**Task statement:**
Render the data from its first line down to and including the line containing "<point>282,162</point>" as a JSON list of strings, one string per line, with blank lines and the pictures left out.

**Data for this task:**
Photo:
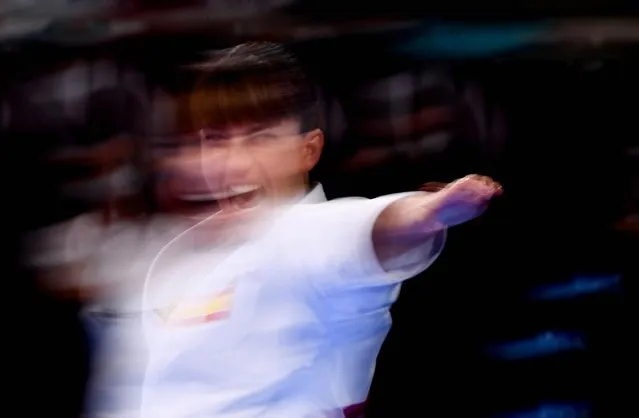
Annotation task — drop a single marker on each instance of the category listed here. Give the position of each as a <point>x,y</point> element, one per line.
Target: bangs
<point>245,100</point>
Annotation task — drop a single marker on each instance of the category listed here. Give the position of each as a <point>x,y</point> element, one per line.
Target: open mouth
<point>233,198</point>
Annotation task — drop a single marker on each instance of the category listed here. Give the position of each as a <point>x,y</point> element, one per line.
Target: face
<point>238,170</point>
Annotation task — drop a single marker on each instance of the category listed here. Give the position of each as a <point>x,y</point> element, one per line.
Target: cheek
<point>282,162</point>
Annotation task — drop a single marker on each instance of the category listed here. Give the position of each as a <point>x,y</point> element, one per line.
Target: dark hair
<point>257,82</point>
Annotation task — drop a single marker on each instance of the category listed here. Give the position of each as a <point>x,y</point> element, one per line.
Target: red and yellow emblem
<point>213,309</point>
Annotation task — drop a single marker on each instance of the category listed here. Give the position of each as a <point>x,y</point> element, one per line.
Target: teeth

**Expected output:**
[
  "Photo:",
  "Annotation task — drop a single marker on each instance of the category listed here. Give the position of each as a <point>x,y</point> element, one per line.",
  "Target: bangs",
  "<point>245,100</point>",
  "Annotation task — drop a single marker on each instance of the category listed here. Give the position of each as a <point>x,y</point> element, one per line.",
  "Target: open mouth",
  "<point>233,198</point>",
  "Annotation task — drop a single marker on each instance of the category listed here. Give the position of each as a <point>x,y</point> element, one per line.",
  "Target: face",
  "<point>238,170</point>",
  "Annotation task — drop a single marker on each instance of the category listed here. Give the position of each as a <point>x,y</point> element, one per line.",
  "Target: cheek",
  "<point>282,162</point>"
]